= Chitradurga Aeronautical Test Range =

Aeronautical Test Range (ATR), Chitradurga is an out-door testing and evaluation facility set up by the Defence Research and Development Organisation (DRDO) exclusively for unmanned and manned aircraft. The ATR is under the command of the Aeronautical Development Establishment (ADE).

ATR, Chitradurga is located at Varavoo Kaval in Challakere Taluk of Chitradurga district on a 4,290 acre plot.
The land was bought by the Ministry of Defence from the Karnataka state government for Rs.12 crore (Rs.120 million) in a deal negotiated in 2008.
The project was set up with an investment of Rs 1300 Crores.

ATR, Chitradurga has a Range Control Centre (RCC) with air traffic display system. It is equipped with a mission video distribution and display system. It has a Radar Centre which houses primary and secondary surveillance radars. It has two hangars which houses unmanned aerial vehicles Rustom-1 and Rustom-2. The runway is currently 2.2 km long with the capacity to host take off and landing from any end.

The project envisages a runway beside other tracking and control equipments and a rail link to the facility have also been planned.

.....

-- Written task A --
Present the rows as a numbered list with blank lines removed, beginning at the start of the rows and stopping after the line containing "x=664 y=167". Leave the pictures out.
The rows that come next have no connection to the text about the Chitradurga Aeronautical Test Range.

[Excerpts from location labeling data]
.....

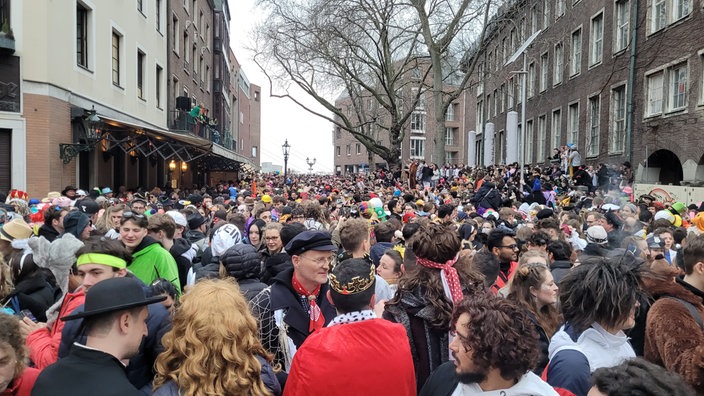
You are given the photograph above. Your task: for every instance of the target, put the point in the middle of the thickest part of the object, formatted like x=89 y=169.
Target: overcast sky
x=308 y=135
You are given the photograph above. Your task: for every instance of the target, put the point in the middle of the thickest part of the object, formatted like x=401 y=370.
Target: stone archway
x=664 y=167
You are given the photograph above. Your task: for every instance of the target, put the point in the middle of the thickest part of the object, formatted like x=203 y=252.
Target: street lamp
x=310 y=164
x=286 y=148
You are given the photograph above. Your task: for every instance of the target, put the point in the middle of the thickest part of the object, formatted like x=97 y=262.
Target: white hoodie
x=529 y=385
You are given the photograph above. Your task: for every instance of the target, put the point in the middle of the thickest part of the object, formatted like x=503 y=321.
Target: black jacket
x=442 y=382
x=180 y=247
x=559 y=269
x=85 y=372
x=281 y=296
x=242 y=262
x=488 y=197
x=275 y=265
x=36 y=294
x=140 y=369
x=48 y=232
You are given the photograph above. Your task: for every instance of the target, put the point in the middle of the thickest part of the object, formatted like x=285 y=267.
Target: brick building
x=589 y=83
x=88 y=95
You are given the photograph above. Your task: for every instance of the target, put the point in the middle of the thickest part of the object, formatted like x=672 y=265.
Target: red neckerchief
x=453 y=279
x=317 y=320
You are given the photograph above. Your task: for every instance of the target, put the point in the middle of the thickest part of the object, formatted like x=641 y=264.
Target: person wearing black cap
x=69 y=192
x=115 y=323
x=296 y=299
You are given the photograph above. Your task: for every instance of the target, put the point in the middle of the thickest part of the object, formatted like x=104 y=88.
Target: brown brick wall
x=48 y=124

.....

-- Written task B --
Extract the full text on the Chitradurga Aeronautical Test Range word for word.

-- Final answer A --
1. You are given the photograph above. Your task: for every instance of the target, put the point in the middle of the thickest part of the object, formatted like x=89 y=169.
2. Target: overcast sky
3. x=308 y=135
4. You are given the photograph above. Your task: for every instance of the target, put the point in the middle of the thickest part of the object, formatted like x=401 y=370.
5. Target: stone archway
6. x=664 y=167

-- Final answer B --
= Chitradurga Aeronautical Test Range =

Aeronautical Test Range (ATR), Chitradurga is an out-door testing and evaluation facility set up by the Defence Research and Development Organisation (DRDO) exclusively for unmanned and manned aircraft. The ATR is under the command of the Aeronautical Development Establishment (ADE).

ATR, Chitradurga is located at Varavoo Kaval in Challakere Taluk of Chitradurga district on a 4,290 acre plot.
The land was bought by the Ministry of Defence from the Karnataka state government for Rs.12 crore (Rs.120 million) in a deal negotiated in 2008.
The project was set up with an investment of Rs 1300 Crores.

ATR, Chitradurga has a Range Control Centre (RCC) with air traffic display system. It is equipped with a mission video distribution and display system. It has a Radar Centre which houses primary and secondary surveillance radars. It has two hangars which houses unmanned aerial vehicles Rustom-1 and Rustom-2. The runway is currently 2.2 km long with the capacity to host take off and landing from any end.

The project envisages a runway beside other tracking and control equipments and a rail link to the facility have also been planned.